Repeat each entry as written and leave the images out of the copy.

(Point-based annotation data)
--- START ---
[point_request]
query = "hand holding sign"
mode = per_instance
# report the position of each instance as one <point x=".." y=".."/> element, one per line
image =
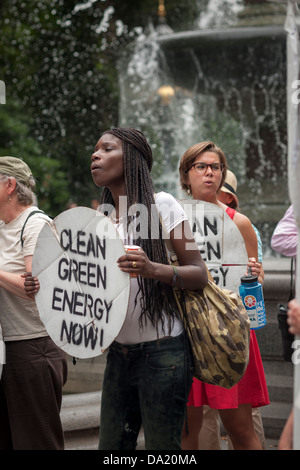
<point x="83" y="295"/>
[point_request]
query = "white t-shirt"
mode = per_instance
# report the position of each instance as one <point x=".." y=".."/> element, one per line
<point x="172" y="215"/>
<point x="19" y="317"/>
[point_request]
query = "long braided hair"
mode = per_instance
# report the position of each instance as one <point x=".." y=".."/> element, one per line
<point x="157" y="297"/>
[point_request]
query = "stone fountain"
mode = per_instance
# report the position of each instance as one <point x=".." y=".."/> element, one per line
<point x="224" y="81"/>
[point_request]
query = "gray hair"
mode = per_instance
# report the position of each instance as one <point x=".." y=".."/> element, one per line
<point x="25" y="193"/>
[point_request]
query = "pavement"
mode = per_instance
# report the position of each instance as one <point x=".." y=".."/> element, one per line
<point x="80" y="418"/>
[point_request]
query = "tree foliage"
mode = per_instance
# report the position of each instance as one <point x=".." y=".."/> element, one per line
<point x="58" y="61"/>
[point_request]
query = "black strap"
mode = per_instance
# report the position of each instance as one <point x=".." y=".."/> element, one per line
<point x="31" y="213"/>
<point x="291" y="282"/>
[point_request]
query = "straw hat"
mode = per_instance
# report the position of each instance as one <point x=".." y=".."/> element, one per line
<point x="230" y="185"/>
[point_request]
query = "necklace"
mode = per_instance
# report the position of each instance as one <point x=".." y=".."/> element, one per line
<point x="116" y="220"/>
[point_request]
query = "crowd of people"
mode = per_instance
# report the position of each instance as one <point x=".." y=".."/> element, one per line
<point x="148" y="380"/>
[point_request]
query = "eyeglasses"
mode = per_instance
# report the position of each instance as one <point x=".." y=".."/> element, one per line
<point x="201" y="167"/>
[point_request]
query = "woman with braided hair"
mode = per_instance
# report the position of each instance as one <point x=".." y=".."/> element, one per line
<point x="149" y="368"/>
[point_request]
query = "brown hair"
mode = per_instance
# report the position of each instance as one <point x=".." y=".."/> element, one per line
<point x="190" y="156"/>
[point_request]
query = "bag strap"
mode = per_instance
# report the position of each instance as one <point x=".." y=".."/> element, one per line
<point x="22" y="232"/>
<point x="292" y="280"/>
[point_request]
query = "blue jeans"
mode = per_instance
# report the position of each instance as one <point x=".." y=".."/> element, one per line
<point x="145" y="384"/>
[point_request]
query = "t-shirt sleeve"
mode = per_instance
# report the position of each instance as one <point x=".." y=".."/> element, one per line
<point x="31" y="232"/>
<point x="170" y="210"/>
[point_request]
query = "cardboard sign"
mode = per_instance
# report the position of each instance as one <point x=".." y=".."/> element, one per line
<point x="83" y="295"/>
<point x="220" y="242"/>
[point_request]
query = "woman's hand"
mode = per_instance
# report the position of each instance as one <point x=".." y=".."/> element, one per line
<point x="31" y="284"/>
<point x="293" y="317"/>
<point x="137" y="262"/>
<point x="256" y="269"/>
--- END ---
> **Exercise solution**:
[point_request]
query = "hand holding sign"
mode = per_instance
# report the position of each instance as one <point x=".." y=".."/> element, one per line
image =
<point x="83" y="295"/>
[point_request]
query = "white t-shirt"
mode = per_instance
# report the position of each instance as one <point x=".." y=".."/> element, one per line
<point x="172" y="215"/>
<point x="19" y="317"/>
[point_request]
query = "long braided hair"
mode = per_instance
# report the position of each instance as one <point x=".." y=".."/> element, one per line
<point x="157" y="297"/>
[point_request]
query = "stone fountain"
mode = per_instance
# report the position of each instance as one <point x=".." y=".."/> element, one per line
<point x="224" y="81"/>
[point_request]
query = "gray hair"
mode = per_instance
# report the position of each instance as one <point x=".." y=".."/> element, one per line
<point x="25" y="193"/>
[point_request]
query = "pavement"
mode = per_instance
# report the position of each instance as one <point x=".." y=".."/> element, one per line
<point x="80" y="418"/>
[point_request]
query = "tree foliage"
mode = per_instance
# report the position of each instance as one <point x=".." y=".."/> element, one per line
<point x="58" y="61"/>
[point_request]
query = "black strap"
mode = per_instance
# report the position of each instance as one <point x=".." y=".."/> element, one per line
<point x="31" y="213"/>
<point x="291" y="282"/>
[point_request]
query = "straw hat"
mode = per_instance
# report the position of each instance as one <point x=".." y=".."/> element, one per line
<point x="230" y="185"/>
[point_request]
query = "necklace"
mode = per_instance
# report the position of each instance as one <point x=".." y=".."/> element, one per line
<point x="116" y="220"/>
[point_request]
query = "crowd of people"
mode = per_instance
# report the position of each instance as one <point x=".." y=".."/> element, one per line
<point x="148" y="380"/>
[point_request]
query = "eyeglasses"
mode = per_instance
# report the position of each instance as one <point x=".." y=".."/> element, one per line
<point x="201" y="167"/>
[point_request]
query = "woman with braided hair"
mode = per_instance
# report the position of each instance as one <point x=".." y=".."/> element, one per line
<point x="149" y="368"/>
[point_request]
query = "brown hair"
mode = per_instance
# report the position of each instance as one <point x=".." y=".."/> element, one per line
<point x="190" y="156"/>
[point_request]
query = "bag strap"
mode = per_instance
# report the position of each instance as one <point x=".." y=".."/> element, one per line
<point x="22" y="232"/>
<point x="292" y="280"/>
[point_request]
query = "blue jeans"
mode = per_instance
# report the position of each instance as one <point x=".." y=".."/> element, one per line
<point x="145" y="384"/>
[point_request]
query = "t-shirt sleeve"
mode = per_instance
# report the position of each instance as one <point x=".." y=".."/> element, one per line
<point x="31" y="232"/>
<point x="170" y="210"/>
[point_request]
query = "cardboard sign"
mode = per_instance
# report the position of each instance as one <point x=".." y=".."/> element, one per line
<point x="83" y="295"/>
<point x="220" y="242"/>
[point_request]
query = "woman's hand"
mode = per_instance
# report the position of each instance as one <point x=".." y=".."/> element, one per line
<point x="31" y="284"/>
<point x="293" y="317"/>
<point x="137" y="262"/>
<point x="256" y="269"/>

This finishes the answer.